→ TEXTE DE LECTURE
Corinne Lepage : « En matière de climat, on assiste à une révolution juridique »

ENTRETIEN. Multiplication des actions judiciaires contre les États et les entreprises, reconnaissance de l'écocide, réformes constitutionnelles... Alors que le tribunal administratif de Paris doit rendre cette semaine une première décision dans l'Affaire du siècle, Corinne Lepage, ancienne ministre de l'Environnement et avocate engagée pour la cause écologique, analyse pour "La Tribune" l'évolution rapide et hétérogène du mouvement mobilisant le droit et les juges pour le climat.
Giulietta Gamberini
« Le travail des avocats consiste à avoir un peu d'imagination juridique en fonction du système de chaque pays », estime Corinne Lepage.
« Le travail des avocats consiste à avoir un peu d'imagination juridique en fonction du système de chaque pays », estime Corinne Lepage.

LA TRIBUNE - La semaine prochaine, le tribunal administratif de Paris doit rendre une décision très attendue dans l'Affaire du siècle, la procédure judiciaire menée par quatre ONG contre l'État français afin de faire reconnaître sa responsabilité dans le réchauffement climatique. Quel est l'impact potentiel de cette décision?

→ MATÉRIEL PRÉSENTÉ
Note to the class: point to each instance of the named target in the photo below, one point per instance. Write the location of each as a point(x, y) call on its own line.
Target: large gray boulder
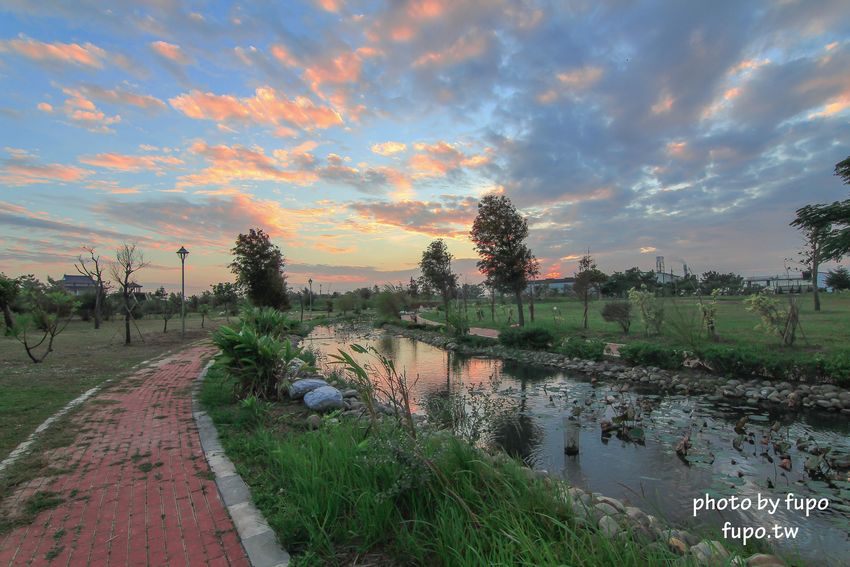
point(295, 366)
point(299, 388)
point(325, 398)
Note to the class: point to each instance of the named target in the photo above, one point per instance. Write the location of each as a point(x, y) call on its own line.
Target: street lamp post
point(183, 253)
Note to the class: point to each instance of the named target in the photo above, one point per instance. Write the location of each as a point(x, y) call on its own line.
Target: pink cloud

→ CONSIGNE
Reproduisez le passage de l'entretien sur le climat qui commence par « LA TRIBUNE - La » et se poursuit jusqu'à « de cette décision? ». La liste ci-dessus constitue un matériel distinct de l'entretien.

→ CORRIGÉ
LA TRIBUNE - La semaine prochaine, le tribunal administratif de Paris doit rendre une décision très attendue dans l'Affaire du siècle, la procédure judiciaire menée par quatre ONG contre l'État français afin de faire reconnaître sa responsabilité dans le réchauffement climatique. Quel est l'impact potentiel de cette décision?